Start Records
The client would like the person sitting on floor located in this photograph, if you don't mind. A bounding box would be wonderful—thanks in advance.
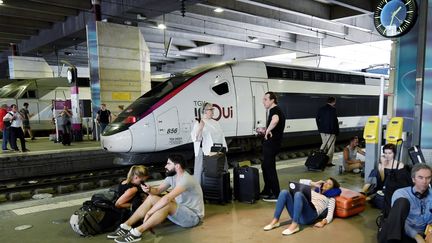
[115,165,149,221]
[264,177,341,235]
[107,155,204,243]
[343,136,365,173]
[378,164,432,243]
End Records
* **Challenge**: Write out every line of the records above again, requests included but pictures omitted. Scale each bounding box coordinate in the answers by 1.4 and round to whole numbers, with halves rounded up.

* **Answer to this exercise**:
The client would like the person sitting on floor located in this photograph, if you don't mind. A bounding box would be wonderful—thanks in advance.
[161,231,209,309]
[370,248,477,329]
[150,217,286,340]
[480,190,511,242]
[529,230,605,340]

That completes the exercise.